- SUPPLIED DATA -

--

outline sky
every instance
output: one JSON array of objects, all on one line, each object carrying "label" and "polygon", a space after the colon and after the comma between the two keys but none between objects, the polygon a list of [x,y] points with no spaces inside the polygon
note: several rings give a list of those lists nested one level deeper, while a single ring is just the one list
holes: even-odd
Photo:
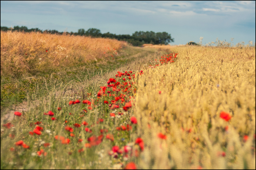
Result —
[{"label": "sky", "polygon": [[[216,39],[234,45],[255,38],[255,1],[1,1],[1,26],[130,35],[166,32],[174,42],[205,44]],[[233,38],[231,41],[231,38]]]}]

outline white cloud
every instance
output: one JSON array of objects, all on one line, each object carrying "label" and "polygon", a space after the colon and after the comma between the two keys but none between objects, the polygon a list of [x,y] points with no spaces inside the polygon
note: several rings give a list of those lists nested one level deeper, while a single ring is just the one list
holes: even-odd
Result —
[{"label": "white cloud", "polygon": [[203,8],[203,10],[204,11],[219,12],[220,11],[220,10],[219,9],[214,9],[213,8]]}]

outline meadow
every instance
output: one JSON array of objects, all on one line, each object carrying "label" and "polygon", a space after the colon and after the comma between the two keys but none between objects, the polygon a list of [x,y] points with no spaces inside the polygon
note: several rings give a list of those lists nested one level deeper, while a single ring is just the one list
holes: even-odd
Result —
[{"label": "meadow", "polygon": [[1,169],[255,169],[255,46],[1,34]]}]

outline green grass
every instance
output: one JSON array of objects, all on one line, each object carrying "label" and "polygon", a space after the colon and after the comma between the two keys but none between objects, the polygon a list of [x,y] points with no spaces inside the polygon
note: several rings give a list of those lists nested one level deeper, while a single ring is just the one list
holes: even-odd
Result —
[{"label": "green grass", "polygon": [[[171,52],[179,53],[174,62],[148,68]],[[28,79],[1,76],[1,104],[2,93],[9,94],[6,102],[14,104],[1,105],[1,121],[3,115],[16,111],[7,111],[17,108],[15,96],[22,96],[20,92],[25,92],[25,99],[20,102],[26,101],[27,109],[11,121],[13,127],[1,125],[1,169],[122,169],[130,162],[141,169],[255,169],[255,48],[186,46],[167,51],[128,46],[118,53],[114,60],[58,68]],[[129,76],[116,77],[118,71],[130,71],[130,80]],[[106,86],[110,78],[120,82],[115,85],[120,91],[107,88],[107,95],[97,97],[100,87]],[[129,81],[128,88],[123,83]],[[87,104],[69,104],[78,99],[81,102],[92,99],[92,109]],[[131,108],[125,111],[123,107],[129,101]],[[114,104],[119,108],[112,109]],[[44,114],[50,110],[53,116]],[[230,120],[220,117],[222,111],[231,115]],[[131,122],[132,117],[136,124]],[[38,121],[41,122],[41,134],[30,135]],[[88,125],[82,125],[84,121]],[[75,123],[81,127],[75,127]],[[67,126],[73,131],[66,130]],[[117,129],[122,126],[130,129]],[[103,137],[101,130],[105,131]],[[159,137],[160,132],[166,139]],[[108,134],[113,135],[113,141]],[[62,144],[65,141],[56,139],[56,135],[70,142]],[[94,145],[88,140],[93,136],[95,142],[101,142],[88,147],[86,144]],[[21,140],[29,148],[16,145]],[[111,152],[114,146],[122,153]],[[39,155],[41,149],[45,155]]]}]

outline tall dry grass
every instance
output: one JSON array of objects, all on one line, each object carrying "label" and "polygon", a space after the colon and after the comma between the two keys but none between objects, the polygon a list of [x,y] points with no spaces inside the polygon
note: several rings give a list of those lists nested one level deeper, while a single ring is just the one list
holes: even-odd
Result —
[{"label": "tall dry grass", "polygon": [[124,42],[68,34],[1,31],[1,75],[33,75],[104,58]]},{"label": "tall dry grass", "polygon": [[[255,169],[255,48],[172,50],[175,62],[138,79],[134,114],[145,145],[139,166]],[[220,117],[222,111],[229,121]]]}]

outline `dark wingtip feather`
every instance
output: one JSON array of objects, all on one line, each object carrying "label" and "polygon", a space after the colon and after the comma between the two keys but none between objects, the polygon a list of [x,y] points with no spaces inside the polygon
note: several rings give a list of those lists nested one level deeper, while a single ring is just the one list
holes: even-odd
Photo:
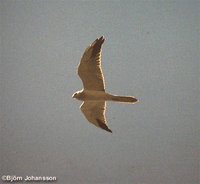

--

- PROBLEM REQUIREMENTS -
Arrange everything from the line containing "outline tall dry grass" down to the last of the lines above as a Markdown table with the columns Row and Line. Number each row, omit blank lines and the pictures.

- WRITTEN SOLUTION -
| Row | Line |
|---|---|
| 1 | outline tall dry grass |
| 2 | every instance |
| 3 | output: one JSON array of objects, all on one line, each object carrying "label" and "polygon", a space after the colon and after the comma between the two keys but none between objects, the polygon a list of [x,y] points with no spaces inside the polygon |
| 4 | note: several rings give a list of those lists nested one level deeper, while a single ring is just the one list |
| 5 | holes: even-odd |
| 6 | Result — |
| 7 | [{"label": "tall dry grass", "polygon": [[124,42],[68,34],[1,31],[1,75],[33,75],[104,58]]},{"label": "tall dry grass", "polygon": [[[255,169],[255,48],[172,50],[175,62],[138,79],[134,114],[145,145],[139,166]],[[220,117],[222,111],[229,121]]]}] |
| 8 | outline `dark wingtip feather` |
| 9 | every instance |
| 10 | output: one JSON array of objects, all on one line, each object carrying "label" and "polygon", a space after the colon and after the comma between the two keys but none between objects, the polygon a list of [x,y] points with no spaces inside the polygon |
| 11 | note: several rings give a list of those lists nested one level deeper, while a single ring is just the one list |
| 12 | holes: even-odd |
| 13 | Photo: |